» **Written exercise**
Copy the records below word for word, leaving out the pictures.

» **Input material**
----------------
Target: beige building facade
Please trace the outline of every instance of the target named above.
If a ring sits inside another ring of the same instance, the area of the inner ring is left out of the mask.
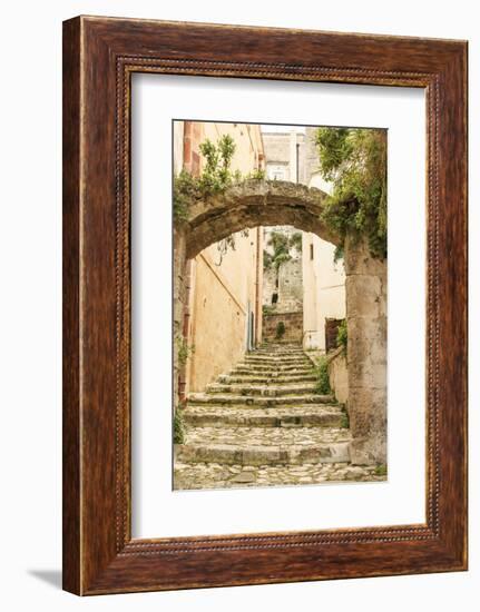
[[[325,193],[332,188],[319,172],[312,174],[308,187]],[[344,264],[342,258],[335,261],[334,254],[334,245],[315,234],[303,233],[303,346],[306,349],[325,351],[325,320],[346,316]]]
[[[258,126],[217,122],[174,122],[174,171],[202,172],[199,146],[229,135],[235,141],[232,171],[247,175],[264,167]],[[188,358],[180,371],[179,395],[203,391],[228,372],[262,337],[263,230],[233,235],[187,263],[187,296],[183,336]]]
[[[291,127],[268,131],[268,126],[265,126],[263,129],[267,178],[331,191],[332,186],[319,172],[316,128]],[[325,351],[325,320],[345,318],[345,272],[343,259],[334,261],[334,251],[335,247],[331,243],[315,234],[302,231],[298,267],[303,284],[305,349]]]

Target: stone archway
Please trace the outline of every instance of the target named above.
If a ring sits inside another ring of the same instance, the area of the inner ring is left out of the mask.
[[[340,244],[322,223],[326,195],[304,185],[246,180],[222,195],[195,200],[188,221],[174,227],[174,335],[182,330],[188,259],[244,228],[292,225]],[[349,415],[352,463],[386,462],[386,261],[371,257],[364,243],[344,249],[347,318]],[[178,379],[177,346],[174,381]],[[175,405],[178,401],[174,385]]]

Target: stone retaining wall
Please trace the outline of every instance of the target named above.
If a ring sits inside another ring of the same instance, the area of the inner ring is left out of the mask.
[[[329,379],[330,386],[340,404],[347,406],[349,402],[349,371],[346,369],[345,351],[340,347],[330,353],[329,359]]]
[[[285,334],[282,338],[276,337],[276,327],[280,322],[285,325]],[[302,342],[303,336],[303,312],[296,313],[275,313],[273,315],[263,315],[263,342]]]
----------------
» **Correct answer**
Target: beige building facade
Please trace the outline of every instance of the target named above.
If a ring sits inside another ring of the same instance, the area of the inner ring is left out of the mask.
[[[325,193],[332,188],[319,172],[312,174],[308,187]],[[344,264],[342,258],[335,261],[334,254],[334,245],[315,234],[303,233],[303,346],[306,349],[325,351],[325,320],[346,316]]]
[[[258,126],[217,122],[174,122],[174,171],[202,172],[199,146],[229,135],[235,141],[232,171],[247,175],[264,167]],[[188,358],[180,371],[179,395],[203,391],[228,372],[262,337],[263,230],[233,235],[187,263],[187,296],[183,336]]]
[[[291,127],[268,131],[268,126],[265,126],[263,129],[267,178],[331,191],[332,186],[319,172],[316,128]],[[325,351],[325,320],[345,318],[345,272],[343,259],[334,261],[334,251],[335,247],[331,243],[315,234],[302,231],[298,267],[303,284],[305,349]]]

Target: stone archway
Please trace the outline of every instance of the target named above.
If a ring sits inside another ring of the same instance, the area of the inner ring is left out of the mask.
[[[340,244],[322,223],[326,195],[304,185],[246,180],[222,195],[195,200],[188,221],[174,227],[174,335],[182,330],[188,259],[244,228],[292,225]],[[349,415],[352,463],[386,462],[386,261],[371,257],[364,243],[344,249],[347,318]],[[178,379],[177,346],[174,381]],[[175,405],[178,401],[174,385]]]

Target: stone retaining wall
Please trace the outline of every instance of the target named above.
If a ring sits inside another ring of the same instance, the area of the inner ring is left out of the mask.
[[[329,379],[330,386],[340,404],[347,406],[349,402],[349,371],[346,369],[345,351],[340,347],[330,353],[329,359]]]
[[[285,334],[282,338],[276,337],[276,327],[280,322],[285,325]],[[302,342],[303,336],[303,312],[296,313],[275,313],[273,315],[263,315],[263,342]]]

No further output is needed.